▶ [EXERCISE PASSAGE]:
☆ ☆ ☆ ☆ ☆ ☆ ☆

Airborne particles smuggle pollutants to far reaches of globe
21 Nov 2012
Pollution from fossil fuel burning and forest fires reaches all the way to the Arctic, even though it should decay long before it travels that far. Now, lab research can explain how pollution makes its lofty journey - rather than ride on the surface of airborne particles, pollutants snuggle inside, protected from the elements on the way. The results will help scientists improve atmospheric air-quality and pollution transport models.
Alla Zelenyuk developed SPLAT II, which allows scientists to characterize millions of tiny particles one by one. SPLAT II provided the data needed to determine what's happening to the airborne particles over their lifetimes. |
The results also show that the particles that envelop pollutants also benefit from this arrangement. The new study in Environmental Science & Technology shows that the airborne particles, made from natural molecules mostly given off by live or burning plants, last longer with a touch of pollutant packed inside.
The pollutants are known as polycyclic aromatic hydrocarbons, or PAHs, and are regulated by environmental agencies due to their toxicity.
"What we've learned through fundamental studies on model systems in the lab has very important implications for long-range transport of pollutants in the real world," said physical chemist Alla Zelenyuk of the Department of Energy's Pacific Northwest National Laboratory. "In this study, we propose a new explanation for how PAHs get transported so far, by demonstrating that airborne particles become a protective vessel for PAH transport."
Floating in the air and invisible to the eye, airborne particles known as secondary organic aerosols live and die. Born from carbon-based molecules given off by trees, vegetation, and fossil fuel burning, these airborne SOA particles travel the currents and contribute to cloud formation. Along for the ride are pollutants, the PAHs, that have long been thought to coat the particles on their surface.
For decades, atmospheric scientists have been trying to explain how atmospheric particles manage to transport harmful pollutants to pristine environments thousands of miles away from their starting point. The particles collected in areas such as the Arctic also pack higher concentrations of pollutants than scientists' computer models predict.

☆ ☆ ☆ ☆ ☆ ☆ ☆

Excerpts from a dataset
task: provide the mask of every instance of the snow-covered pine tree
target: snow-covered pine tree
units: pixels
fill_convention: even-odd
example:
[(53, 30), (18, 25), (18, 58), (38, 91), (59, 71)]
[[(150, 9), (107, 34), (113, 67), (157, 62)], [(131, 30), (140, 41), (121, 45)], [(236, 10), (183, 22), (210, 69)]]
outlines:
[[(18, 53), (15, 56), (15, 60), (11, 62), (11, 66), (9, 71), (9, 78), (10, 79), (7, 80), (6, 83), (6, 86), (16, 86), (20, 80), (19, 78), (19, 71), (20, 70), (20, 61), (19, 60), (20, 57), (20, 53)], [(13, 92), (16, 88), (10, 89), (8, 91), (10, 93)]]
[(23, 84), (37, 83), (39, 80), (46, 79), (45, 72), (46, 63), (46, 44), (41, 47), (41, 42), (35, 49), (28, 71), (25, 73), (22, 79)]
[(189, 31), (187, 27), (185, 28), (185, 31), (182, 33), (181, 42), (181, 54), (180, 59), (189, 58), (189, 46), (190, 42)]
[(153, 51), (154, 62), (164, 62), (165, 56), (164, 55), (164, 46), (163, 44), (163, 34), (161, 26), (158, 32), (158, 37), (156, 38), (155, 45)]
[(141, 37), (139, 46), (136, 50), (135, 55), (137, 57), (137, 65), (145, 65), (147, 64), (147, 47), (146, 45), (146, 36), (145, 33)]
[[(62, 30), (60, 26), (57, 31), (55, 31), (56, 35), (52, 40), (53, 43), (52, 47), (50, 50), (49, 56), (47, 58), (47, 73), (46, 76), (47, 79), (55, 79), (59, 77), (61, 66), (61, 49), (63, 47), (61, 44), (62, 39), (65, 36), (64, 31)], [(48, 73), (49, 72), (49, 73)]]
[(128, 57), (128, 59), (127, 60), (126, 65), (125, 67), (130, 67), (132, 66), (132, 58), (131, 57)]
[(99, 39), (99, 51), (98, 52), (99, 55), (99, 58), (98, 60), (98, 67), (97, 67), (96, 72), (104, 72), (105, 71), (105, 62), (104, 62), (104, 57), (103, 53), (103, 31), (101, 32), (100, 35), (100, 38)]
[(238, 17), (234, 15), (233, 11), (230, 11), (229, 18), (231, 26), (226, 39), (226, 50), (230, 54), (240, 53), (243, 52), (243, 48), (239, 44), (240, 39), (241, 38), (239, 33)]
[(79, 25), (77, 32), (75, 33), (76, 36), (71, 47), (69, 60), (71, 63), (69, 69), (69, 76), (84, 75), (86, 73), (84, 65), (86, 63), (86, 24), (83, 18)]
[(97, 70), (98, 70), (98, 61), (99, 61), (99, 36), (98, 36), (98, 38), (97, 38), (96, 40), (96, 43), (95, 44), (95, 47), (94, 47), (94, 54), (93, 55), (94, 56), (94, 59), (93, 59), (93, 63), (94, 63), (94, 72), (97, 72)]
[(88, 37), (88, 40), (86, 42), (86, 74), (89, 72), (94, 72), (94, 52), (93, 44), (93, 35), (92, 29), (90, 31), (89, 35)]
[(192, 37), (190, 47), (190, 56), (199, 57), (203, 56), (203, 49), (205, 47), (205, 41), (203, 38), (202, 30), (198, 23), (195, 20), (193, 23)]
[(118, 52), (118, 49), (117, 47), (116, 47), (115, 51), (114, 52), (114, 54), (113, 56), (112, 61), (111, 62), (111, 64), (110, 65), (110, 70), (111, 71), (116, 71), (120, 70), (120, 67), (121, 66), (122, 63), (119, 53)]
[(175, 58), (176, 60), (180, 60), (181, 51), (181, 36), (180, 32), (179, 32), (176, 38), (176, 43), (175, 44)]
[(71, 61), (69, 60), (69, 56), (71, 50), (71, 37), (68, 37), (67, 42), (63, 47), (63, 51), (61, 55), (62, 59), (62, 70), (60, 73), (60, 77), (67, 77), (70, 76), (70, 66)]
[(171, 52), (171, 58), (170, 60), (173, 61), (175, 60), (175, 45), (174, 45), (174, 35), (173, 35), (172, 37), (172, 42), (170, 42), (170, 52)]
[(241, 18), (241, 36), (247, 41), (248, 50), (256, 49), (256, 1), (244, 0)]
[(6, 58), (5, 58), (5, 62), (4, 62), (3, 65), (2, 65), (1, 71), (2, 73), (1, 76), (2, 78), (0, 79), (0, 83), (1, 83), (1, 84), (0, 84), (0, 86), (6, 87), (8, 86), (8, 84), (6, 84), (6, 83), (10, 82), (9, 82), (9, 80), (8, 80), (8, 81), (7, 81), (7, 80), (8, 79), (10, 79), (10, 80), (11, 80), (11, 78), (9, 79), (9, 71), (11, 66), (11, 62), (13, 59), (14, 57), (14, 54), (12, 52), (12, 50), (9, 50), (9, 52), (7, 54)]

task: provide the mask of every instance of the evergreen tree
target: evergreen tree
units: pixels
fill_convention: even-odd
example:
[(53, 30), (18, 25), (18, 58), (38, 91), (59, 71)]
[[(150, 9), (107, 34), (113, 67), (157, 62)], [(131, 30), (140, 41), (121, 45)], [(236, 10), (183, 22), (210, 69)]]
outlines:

☆ ☆ ☆ ☆ ☆ ☆ ☆

▶ [WORK REQUEST 1]:
In the article about airborne pollutants, which laboratory is physical chemist Alla Zelenyuk with?
▶ [WORK REQUEST 2]:
Transcribe word for word the part of the article about airborne pollutants starting with "For decades, atmospheric" and going on through "computer models predict.".
Rely only on the article about airborne pollutants, not on the data.

▶ [YOUR SOLUTION 1]:
She is with the Department of Energy's Pacific Northwest National Laboratory.

▶ [YOUR SOLUTION 2]:
For decades, atmospheric scientists have been trying to explain how atmospheric particles manage to transport harmful pollutants to pristine environments thousands of miles away from their starting point. The particles collected in areas such as the Arctic also pack higher concentrations of pollutants than scientists' computer models predict.